Extract from the entries below, exactly as given, only the lines from the line containing "Where can you find the metal canopy?" to the line containing "Where can you find the woman", both lines included.

── RECORDS FOR THE TASK ──

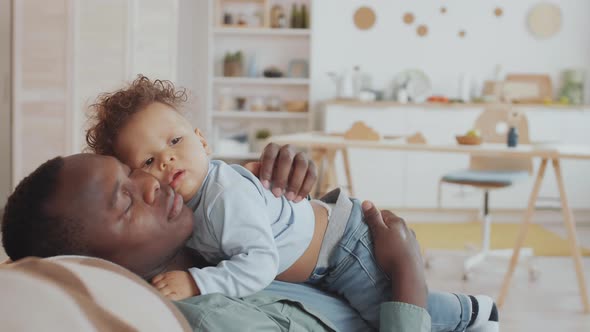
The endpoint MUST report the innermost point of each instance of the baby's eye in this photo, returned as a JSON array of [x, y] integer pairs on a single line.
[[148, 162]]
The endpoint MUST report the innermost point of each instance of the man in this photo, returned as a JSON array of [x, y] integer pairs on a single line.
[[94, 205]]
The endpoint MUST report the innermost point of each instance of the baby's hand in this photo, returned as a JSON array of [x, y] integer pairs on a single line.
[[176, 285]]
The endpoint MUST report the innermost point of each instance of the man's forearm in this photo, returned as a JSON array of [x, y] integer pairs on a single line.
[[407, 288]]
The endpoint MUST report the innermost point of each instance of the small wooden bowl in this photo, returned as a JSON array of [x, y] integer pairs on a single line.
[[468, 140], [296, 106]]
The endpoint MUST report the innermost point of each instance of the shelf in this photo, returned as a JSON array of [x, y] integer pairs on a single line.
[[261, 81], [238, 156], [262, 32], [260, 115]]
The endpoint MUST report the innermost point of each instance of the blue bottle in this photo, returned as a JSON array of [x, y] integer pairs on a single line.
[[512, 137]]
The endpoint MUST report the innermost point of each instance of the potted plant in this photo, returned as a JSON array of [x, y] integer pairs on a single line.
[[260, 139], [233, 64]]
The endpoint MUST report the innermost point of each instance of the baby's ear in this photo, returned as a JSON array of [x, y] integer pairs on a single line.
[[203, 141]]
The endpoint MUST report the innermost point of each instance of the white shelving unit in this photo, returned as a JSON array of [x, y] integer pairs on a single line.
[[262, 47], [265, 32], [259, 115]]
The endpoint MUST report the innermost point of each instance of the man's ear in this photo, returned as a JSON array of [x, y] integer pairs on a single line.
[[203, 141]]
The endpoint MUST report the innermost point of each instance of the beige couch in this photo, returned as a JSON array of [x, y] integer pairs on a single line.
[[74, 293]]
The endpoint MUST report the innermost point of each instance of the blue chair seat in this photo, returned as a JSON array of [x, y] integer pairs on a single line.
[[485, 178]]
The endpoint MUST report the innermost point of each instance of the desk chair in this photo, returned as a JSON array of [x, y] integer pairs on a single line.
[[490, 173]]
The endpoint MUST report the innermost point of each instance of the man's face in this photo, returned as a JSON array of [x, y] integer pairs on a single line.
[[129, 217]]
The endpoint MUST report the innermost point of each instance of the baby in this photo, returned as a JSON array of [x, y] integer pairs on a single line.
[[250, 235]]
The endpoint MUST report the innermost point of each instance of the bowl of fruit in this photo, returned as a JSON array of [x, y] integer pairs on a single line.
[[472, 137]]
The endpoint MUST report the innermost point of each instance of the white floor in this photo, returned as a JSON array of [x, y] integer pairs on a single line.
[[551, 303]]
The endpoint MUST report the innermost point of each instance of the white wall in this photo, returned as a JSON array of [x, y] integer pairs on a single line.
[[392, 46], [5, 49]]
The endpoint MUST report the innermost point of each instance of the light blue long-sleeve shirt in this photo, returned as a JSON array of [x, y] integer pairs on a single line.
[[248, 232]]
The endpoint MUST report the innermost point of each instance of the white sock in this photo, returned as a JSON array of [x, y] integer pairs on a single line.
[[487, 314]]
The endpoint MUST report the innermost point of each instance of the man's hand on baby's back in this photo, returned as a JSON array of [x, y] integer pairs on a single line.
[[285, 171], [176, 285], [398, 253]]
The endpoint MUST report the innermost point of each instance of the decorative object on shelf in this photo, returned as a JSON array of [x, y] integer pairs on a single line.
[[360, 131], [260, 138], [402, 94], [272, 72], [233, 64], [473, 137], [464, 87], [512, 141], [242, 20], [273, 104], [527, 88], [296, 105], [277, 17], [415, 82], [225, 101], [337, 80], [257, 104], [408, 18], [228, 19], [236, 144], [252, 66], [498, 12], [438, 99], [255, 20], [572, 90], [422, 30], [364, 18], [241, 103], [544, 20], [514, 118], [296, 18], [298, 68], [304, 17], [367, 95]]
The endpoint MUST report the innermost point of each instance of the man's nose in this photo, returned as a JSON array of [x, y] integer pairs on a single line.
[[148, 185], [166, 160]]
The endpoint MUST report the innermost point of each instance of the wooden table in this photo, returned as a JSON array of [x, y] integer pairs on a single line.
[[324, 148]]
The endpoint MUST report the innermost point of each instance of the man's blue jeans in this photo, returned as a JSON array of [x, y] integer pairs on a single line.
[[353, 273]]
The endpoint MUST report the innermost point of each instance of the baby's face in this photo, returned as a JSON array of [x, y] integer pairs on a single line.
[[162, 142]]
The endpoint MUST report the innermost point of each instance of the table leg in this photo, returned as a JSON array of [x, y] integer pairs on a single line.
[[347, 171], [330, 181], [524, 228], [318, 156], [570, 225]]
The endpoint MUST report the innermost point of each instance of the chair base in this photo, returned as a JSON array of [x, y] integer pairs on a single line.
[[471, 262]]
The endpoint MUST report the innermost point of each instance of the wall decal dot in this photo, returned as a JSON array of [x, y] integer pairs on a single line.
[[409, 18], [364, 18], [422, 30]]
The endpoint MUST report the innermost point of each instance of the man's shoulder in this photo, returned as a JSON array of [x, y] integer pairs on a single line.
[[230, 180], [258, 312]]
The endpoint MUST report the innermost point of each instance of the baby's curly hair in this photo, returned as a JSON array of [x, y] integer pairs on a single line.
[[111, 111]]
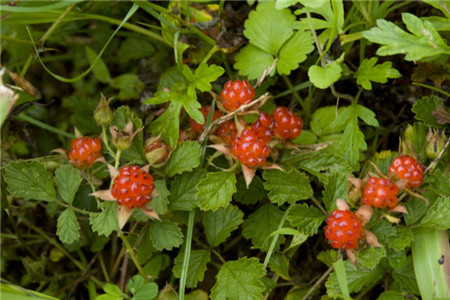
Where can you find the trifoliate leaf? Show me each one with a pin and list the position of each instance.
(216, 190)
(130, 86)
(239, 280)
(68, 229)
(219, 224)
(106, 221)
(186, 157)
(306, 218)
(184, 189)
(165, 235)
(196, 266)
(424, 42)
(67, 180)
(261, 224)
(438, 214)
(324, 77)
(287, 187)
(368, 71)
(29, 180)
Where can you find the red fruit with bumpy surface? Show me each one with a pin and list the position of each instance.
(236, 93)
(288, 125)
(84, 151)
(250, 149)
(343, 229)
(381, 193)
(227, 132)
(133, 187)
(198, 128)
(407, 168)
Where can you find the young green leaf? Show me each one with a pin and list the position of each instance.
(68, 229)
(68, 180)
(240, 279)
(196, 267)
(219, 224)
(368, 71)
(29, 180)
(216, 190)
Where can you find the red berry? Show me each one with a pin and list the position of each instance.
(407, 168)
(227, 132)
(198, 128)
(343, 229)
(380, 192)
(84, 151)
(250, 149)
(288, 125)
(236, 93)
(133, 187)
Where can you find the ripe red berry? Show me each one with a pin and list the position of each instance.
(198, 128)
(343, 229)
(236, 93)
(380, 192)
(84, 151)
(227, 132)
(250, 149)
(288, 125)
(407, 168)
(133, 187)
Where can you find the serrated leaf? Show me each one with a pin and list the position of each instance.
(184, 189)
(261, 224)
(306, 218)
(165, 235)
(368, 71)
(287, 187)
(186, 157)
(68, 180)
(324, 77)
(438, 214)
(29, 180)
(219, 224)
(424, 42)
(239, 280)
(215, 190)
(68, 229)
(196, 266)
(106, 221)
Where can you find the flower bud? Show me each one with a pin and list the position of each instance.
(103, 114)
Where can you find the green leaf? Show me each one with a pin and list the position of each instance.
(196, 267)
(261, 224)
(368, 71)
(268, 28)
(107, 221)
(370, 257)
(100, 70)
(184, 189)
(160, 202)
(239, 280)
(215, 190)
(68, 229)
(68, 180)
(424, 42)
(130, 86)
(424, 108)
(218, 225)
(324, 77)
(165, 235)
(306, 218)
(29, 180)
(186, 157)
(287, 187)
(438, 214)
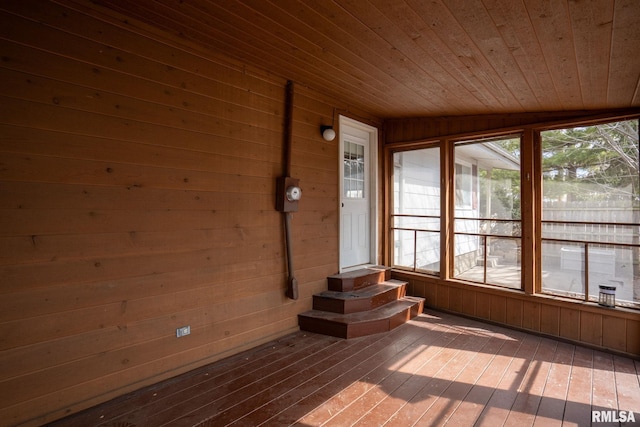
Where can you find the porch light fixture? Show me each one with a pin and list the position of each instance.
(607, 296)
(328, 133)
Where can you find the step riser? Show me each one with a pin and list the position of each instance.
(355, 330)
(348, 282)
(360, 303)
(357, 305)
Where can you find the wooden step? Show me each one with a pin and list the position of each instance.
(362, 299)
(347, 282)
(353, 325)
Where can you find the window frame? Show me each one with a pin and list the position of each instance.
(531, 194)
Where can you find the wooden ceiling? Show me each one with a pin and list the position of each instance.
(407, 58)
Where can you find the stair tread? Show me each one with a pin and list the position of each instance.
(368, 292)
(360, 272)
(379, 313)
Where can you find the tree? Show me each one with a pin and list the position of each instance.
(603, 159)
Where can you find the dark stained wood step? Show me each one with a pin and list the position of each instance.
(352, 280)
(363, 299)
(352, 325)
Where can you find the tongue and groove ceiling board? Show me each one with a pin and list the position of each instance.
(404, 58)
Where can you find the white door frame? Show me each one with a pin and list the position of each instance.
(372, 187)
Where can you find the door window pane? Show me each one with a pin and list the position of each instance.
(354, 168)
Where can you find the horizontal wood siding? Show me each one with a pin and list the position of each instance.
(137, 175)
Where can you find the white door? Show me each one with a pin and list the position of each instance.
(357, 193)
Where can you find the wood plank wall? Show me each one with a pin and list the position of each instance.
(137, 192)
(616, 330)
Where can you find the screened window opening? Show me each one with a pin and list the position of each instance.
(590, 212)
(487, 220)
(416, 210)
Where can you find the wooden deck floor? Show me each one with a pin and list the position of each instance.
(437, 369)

───
── RECORDS FOR THE TASK ──

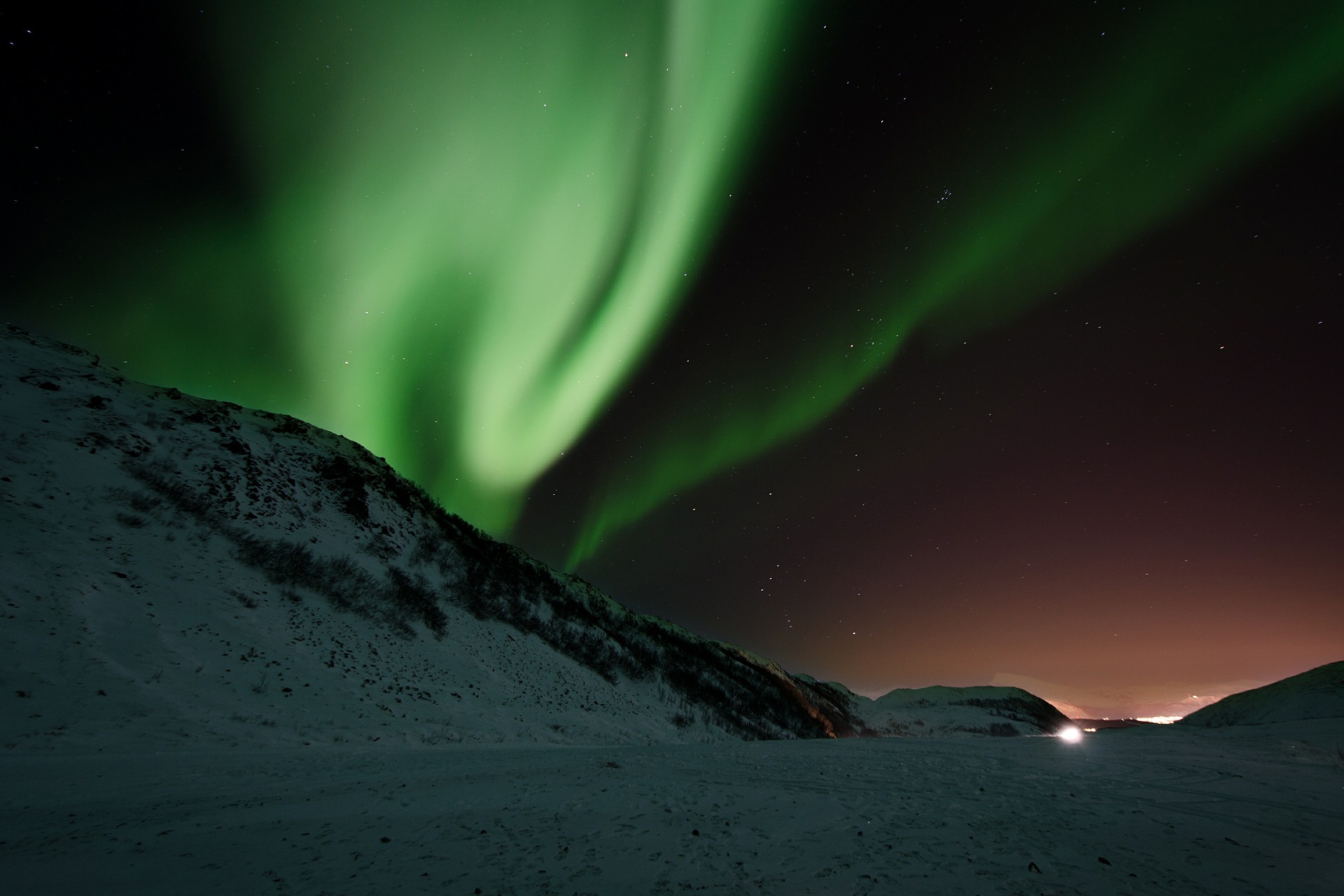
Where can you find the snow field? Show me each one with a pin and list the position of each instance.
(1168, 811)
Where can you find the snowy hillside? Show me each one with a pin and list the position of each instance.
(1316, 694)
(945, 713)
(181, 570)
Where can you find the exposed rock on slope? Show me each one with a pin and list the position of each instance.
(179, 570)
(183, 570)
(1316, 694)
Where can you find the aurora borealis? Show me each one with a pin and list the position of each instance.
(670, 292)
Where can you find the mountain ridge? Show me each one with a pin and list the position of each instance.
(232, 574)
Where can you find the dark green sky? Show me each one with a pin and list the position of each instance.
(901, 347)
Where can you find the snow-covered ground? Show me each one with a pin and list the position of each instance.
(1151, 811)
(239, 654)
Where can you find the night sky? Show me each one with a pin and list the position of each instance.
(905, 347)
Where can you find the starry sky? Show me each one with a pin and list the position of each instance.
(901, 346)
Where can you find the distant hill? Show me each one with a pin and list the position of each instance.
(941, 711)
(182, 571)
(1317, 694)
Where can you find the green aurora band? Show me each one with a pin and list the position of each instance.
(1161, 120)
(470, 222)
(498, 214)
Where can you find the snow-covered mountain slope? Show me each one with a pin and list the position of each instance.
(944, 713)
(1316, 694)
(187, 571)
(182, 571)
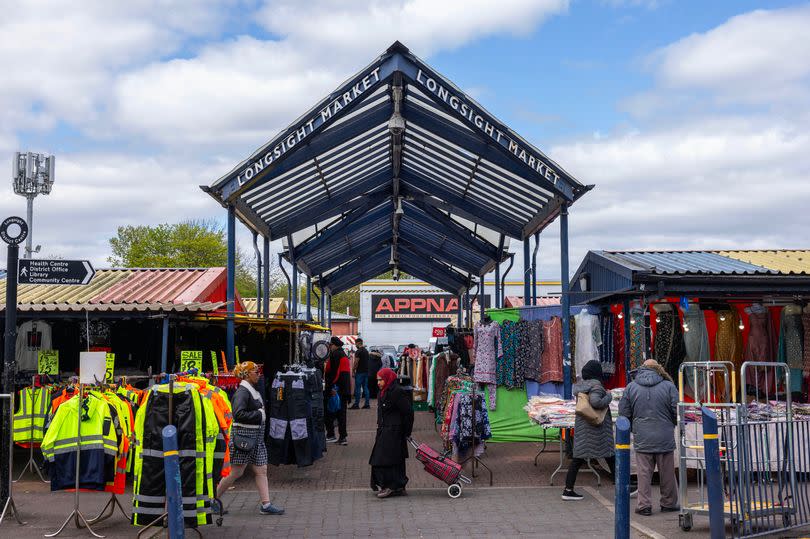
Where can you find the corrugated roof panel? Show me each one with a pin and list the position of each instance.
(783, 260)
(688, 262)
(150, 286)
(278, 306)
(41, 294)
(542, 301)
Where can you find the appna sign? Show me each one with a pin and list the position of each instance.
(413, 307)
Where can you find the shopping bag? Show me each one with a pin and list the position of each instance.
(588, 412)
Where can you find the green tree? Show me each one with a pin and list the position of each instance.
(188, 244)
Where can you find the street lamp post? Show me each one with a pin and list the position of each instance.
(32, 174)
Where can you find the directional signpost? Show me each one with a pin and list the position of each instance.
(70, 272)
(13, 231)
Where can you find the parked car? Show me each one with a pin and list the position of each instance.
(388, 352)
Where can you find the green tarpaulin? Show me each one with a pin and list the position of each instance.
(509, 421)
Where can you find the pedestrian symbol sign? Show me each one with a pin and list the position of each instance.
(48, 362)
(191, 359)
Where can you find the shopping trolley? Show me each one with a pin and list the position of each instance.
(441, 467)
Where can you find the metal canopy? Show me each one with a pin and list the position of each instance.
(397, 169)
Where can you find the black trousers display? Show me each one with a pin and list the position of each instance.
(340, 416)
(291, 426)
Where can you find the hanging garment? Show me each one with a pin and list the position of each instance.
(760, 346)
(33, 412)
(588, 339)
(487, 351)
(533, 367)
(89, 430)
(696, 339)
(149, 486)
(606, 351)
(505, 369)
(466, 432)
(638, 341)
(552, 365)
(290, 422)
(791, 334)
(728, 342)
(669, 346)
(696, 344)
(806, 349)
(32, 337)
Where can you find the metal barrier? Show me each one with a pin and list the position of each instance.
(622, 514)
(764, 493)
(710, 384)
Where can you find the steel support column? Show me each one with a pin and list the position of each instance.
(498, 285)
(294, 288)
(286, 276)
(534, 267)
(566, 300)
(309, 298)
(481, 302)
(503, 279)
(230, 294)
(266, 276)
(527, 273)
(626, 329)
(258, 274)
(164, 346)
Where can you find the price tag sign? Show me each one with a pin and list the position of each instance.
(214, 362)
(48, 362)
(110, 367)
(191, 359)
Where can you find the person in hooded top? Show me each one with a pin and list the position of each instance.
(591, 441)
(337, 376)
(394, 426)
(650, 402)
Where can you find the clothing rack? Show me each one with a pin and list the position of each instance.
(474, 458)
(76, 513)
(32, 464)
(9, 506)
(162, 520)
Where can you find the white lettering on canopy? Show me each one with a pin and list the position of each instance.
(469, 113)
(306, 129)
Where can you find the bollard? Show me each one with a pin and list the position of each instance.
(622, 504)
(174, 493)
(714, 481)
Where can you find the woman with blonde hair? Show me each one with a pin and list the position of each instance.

───
── RECORDS FOR THE TASK ──

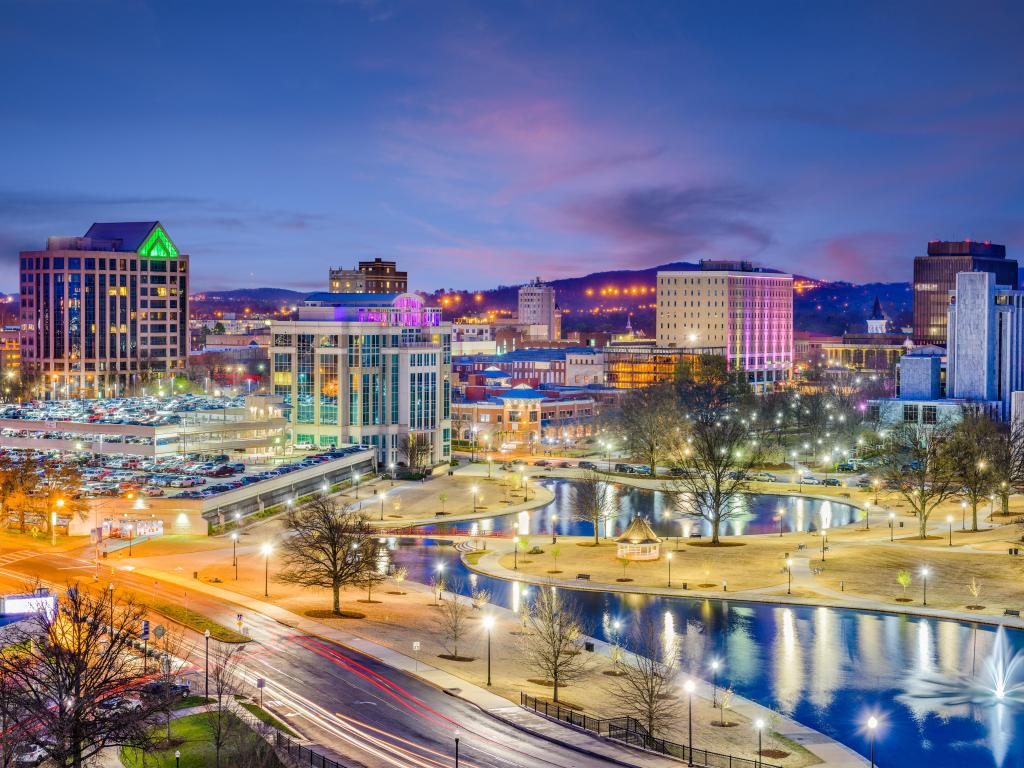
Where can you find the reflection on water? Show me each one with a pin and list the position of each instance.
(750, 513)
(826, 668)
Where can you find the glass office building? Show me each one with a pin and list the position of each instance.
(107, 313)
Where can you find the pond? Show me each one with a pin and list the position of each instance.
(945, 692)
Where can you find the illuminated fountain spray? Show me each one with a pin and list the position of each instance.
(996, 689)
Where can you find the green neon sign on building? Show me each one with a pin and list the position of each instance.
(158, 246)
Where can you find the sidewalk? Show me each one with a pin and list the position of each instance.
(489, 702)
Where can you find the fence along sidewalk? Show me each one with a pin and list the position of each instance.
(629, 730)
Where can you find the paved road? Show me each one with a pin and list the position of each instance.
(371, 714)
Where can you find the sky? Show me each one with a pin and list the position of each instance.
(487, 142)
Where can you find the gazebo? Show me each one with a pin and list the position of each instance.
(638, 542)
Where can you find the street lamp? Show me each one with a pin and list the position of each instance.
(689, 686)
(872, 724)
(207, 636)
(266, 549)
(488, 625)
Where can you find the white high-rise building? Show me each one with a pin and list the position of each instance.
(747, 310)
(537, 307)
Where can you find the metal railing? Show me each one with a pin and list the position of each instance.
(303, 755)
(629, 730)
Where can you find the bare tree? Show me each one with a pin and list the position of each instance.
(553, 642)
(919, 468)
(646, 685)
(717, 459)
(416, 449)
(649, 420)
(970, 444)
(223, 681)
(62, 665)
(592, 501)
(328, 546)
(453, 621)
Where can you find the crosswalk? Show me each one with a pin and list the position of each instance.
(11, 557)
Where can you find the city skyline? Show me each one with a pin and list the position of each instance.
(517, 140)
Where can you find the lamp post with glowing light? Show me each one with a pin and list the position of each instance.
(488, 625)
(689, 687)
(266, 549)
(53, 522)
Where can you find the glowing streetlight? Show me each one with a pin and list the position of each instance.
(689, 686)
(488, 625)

───

RESPONSE AREA:
Where can you find the metal canopy? Show me each one with a pin and list the position of each instance.
(397, 169)
Where can you find the black trousers display? Show me each one with a pin and list the position of each instance.
(340, 416)
(291, 426)
Where can you find the hanging garment? Show me each one with a pin and list the position of each instance.
(760, 346)
(33, 412)
(588, 339)
(487, 351)
(533, 367)
(89, 430)
(696, 339)
(149, 486)
(606, 351)
(505, 369)
(466, 432)
(638, 341)
(552, 365)
(290, 422)
(791, 334)
(728, 342)
(669, 346)
(696, 344)
(806, 349)
(32, 337)
Where can you find the metal barrier? Show me each one with a pin and list the position of each instance.
(622, 514)
(764, 493)
(710, 384)
Where can you find the steel support column? Show me each one with a pin and list the position of each instance.
(498, 285)
(294, 288)
(286, 276)
(534, 267)
(566, 300)
(309, 298)
(481, 302)
(503, 279)
(230, 294)
(266, 276)
(527, 273)
(626, 329)
(258, 274)
(164, 346)
Where can you find the price tag sign? Show me each one with a pin and list the position of each instance.
(214, 362)
(48, 362)
(110, 367)
(191, 359)
Where can you find the person in hooded top? Show me each one with a pin and list the position of each instance.
(591, 441)
(337, 376)
(394, 426)
(650, 402)
Where can you find the clothing rack? Show me each one with a pin and list the position of each instance.
(474, 458)
(76, 513)
(32, 464)
(9, 506)
(162, 520)
Where can you find the white lettering on canopy? Show me each one with a pin and list the position of each instance.
(469, 113)
(306, 129)
Where can you find the bollard? Show me each one with a pin and list the position of each instance.
(622, 504)
(174, 493)
(714, 481)
Where can you find the woman with blonde hair? Show me each one with a pin and list the position of each instance.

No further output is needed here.